--- Exercise goal ---
Once you have read the entries below, write them all out again exactly.

### Records supplied

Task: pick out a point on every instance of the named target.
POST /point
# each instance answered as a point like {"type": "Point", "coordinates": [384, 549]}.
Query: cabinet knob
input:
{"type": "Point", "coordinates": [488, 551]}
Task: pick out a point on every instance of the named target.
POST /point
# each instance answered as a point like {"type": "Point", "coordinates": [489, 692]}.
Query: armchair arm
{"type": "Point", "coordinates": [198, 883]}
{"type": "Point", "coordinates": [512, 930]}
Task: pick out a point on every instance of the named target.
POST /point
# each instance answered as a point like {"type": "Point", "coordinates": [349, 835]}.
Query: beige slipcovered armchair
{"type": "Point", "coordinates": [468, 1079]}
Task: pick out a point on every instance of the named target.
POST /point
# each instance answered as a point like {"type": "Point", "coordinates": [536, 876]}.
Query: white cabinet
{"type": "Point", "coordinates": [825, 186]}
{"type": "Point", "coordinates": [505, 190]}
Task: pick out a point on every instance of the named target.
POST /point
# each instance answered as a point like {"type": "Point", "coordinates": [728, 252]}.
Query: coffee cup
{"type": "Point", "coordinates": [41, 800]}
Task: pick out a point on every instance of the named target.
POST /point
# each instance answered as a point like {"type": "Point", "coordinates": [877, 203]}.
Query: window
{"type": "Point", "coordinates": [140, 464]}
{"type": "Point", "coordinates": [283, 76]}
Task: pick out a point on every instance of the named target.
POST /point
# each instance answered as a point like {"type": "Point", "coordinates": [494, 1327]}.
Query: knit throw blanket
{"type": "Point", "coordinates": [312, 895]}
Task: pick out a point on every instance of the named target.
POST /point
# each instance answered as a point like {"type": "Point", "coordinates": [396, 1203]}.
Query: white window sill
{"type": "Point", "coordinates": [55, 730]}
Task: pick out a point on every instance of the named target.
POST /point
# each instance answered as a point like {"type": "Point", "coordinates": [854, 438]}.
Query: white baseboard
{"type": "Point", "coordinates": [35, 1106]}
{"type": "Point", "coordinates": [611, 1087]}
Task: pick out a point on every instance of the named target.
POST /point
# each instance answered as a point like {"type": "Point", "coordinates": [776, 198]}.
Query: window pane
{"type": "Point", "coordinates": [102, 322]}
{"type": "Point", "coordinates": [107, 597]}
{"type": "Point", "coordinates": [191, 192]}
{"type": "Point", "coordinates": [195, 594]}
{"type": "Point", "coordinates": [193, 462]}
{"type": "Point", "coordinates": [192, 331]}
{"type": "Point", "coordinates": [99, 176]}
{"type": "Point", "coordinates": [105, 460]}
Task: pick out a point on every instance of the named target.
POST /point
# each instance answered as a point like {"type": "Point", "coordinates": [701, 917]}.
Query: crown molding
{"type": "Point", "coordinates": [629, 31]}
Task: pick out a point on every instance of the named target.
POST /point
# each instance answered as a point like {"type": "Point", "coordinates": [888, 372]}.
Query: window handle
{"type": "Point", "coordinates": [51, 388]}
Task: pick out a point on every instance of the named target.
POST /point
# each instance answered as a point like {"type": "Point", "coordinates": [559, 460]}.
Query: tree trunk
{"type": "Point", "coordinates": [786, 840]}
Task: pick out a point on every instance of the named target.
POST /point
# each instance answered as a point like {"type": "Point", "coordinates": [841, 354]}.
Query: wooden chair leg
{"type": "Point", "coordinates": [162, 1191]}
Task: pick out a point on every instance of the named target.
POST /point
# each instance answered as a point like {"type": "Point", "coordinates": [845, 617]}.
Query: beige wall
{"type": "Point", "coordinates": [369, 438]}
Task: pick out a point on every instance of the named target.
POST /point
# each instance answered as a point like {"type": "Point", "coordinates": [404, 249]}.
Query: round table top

######

--- Solution for this exercise ---
Task: pick out a point on every instance of the named target.
POST /point
# each instance answered as a point like {"type": "Point", "coordinates": [384, 549]}.
Query: cabinet knob
input:
{"type": "Point", "coordinates": [488, 551]}
Task: pick out a point on every instance of the named target.
POST /point
# each instance answered as a point like {"type": "Point", "coordinates": [489, 692]}.
Query: armchair arm
{"type": "Point", "coordinates": [198, 883]}
{"type": "Point", "coordinates": [512, 930]}
Task: pick out a point on every instance of the named target.
POST /point
# each instance answered as a point like {"type": "Point", "coordinates": [349, 835]}.
Query: beige slipcovered armchair
{"type": "Point", "coordinates": [468, 1079]}
Task: pick out a point on every instance of the named target.
POST /point
# each instance answered as a point like {"type": "Point", "coordinates": [536, 876]}.
Query: white cabinet
{"type": "Point", "coordinates": [825, 186]}
{"type": "Point", "coordinates": [505, 190]}
Task: pick out a point on every instance of the named target.
POST /point
# each instance answered as a point like {"type": "Point", "coordinates": [728, 252]}.
Query: coffee cup
{"type": "Point", "coordinates": [41, 800]}
Task: pick out a point on every instance of the named target.
POST /point
# each instance answered as a point like {"type": "Point", "coordinates": [877, 203]}.
Query: window
{"type": "Point", "coordinates": [140, 464]}
{"type": "Point", "coordinates": [283, 76]}
Task: pick out a point on every instance of the named target.
POST /point
# each instance answered as a point like {"type": "Point", "coordinates": [494, 1327]}.
Query: knit throw blanket
{"type": "Point", "coordinates": [312, 895]}
Task: pick out a point on every instance of the named target.
POST /point
# each instance answered as a point like {"type": "Point", "coordinates": [396, 1203]}.
Query: white window sill
{"type": "Point", "coordinates": [55, 730]}
Task: pick out a point on every instance of the named target.
POST /point
# each instance answered as a point like {"type": "Point", "coordinates": [854, 438]}.
Query: white baseboard
{"type": "Point", "coordinates": [35, 1106]}
{"type": "Point", "coordinates": [611, 1087]}
Task: pick out a point on every instance of the named target.
POST /point
# each instance answered as a point like {"type": "Point", "coordinates": [776, 198]}.
Query: window pane
{"type": "Point", "coordinates": [102, 322]}
{"type": "Point", "coordinates": [107, 597]}
{"type": "Point", "coordinates": [191, 192]}
{"type": "Point", "coordinates": [195, 594]}
{"type": "Point", "coordinates": [193, 462]}
{"type": "Point", "coordinates": [192, 331]}
{"type": "Point", "coordinates": [99, 176]}
{"type": "Point", "coordinates": [105, 460]}
Task: pick out a point on every instance of the named target.
POST /point
# each instance answered as a point like {"type": "Point", "coordinates": [701, 917]}.
Query: crown molding
{"type": "Point", "coordinates": [629, 31]}
Task: pick out a point on every instance of the named target.
POST /point
# each instance answered as a point like {"type": "Point", "coordinates": [888, 372]}.
Query: window handle
{"type": "Point", "coordinates": [51, 388]}
Task: pick out a point on every instance of the named target.
POST /point
# each instance answered as a point like {"type": "Point", "coordinates": [559, 460]}.
Query: tree trunk
{"type": "Point", "coordinates": [786, 840]}
Task: pick out a point on every instance of the named target.
POST /point
# each instance answered as a point like {"type": "Point", "coordinates": [841, 354]}.
Query: wooden chair leg
{"type": "Point", "coordinates": [162, 1191]}
Task: pick out a point on every instance of the named target.
POST /point
# each instance answered as a point like {"type": "Point", "coordinates": [845, 617]}.
Query: beige wall
{"type": "Point", "coordinates": [369, 438]}
Task: pick out a point on every instance of the named target.
POST /point
# each instance answered as a point like {"type": "Point", "coordinates": [404, 249]}.
Query: round table top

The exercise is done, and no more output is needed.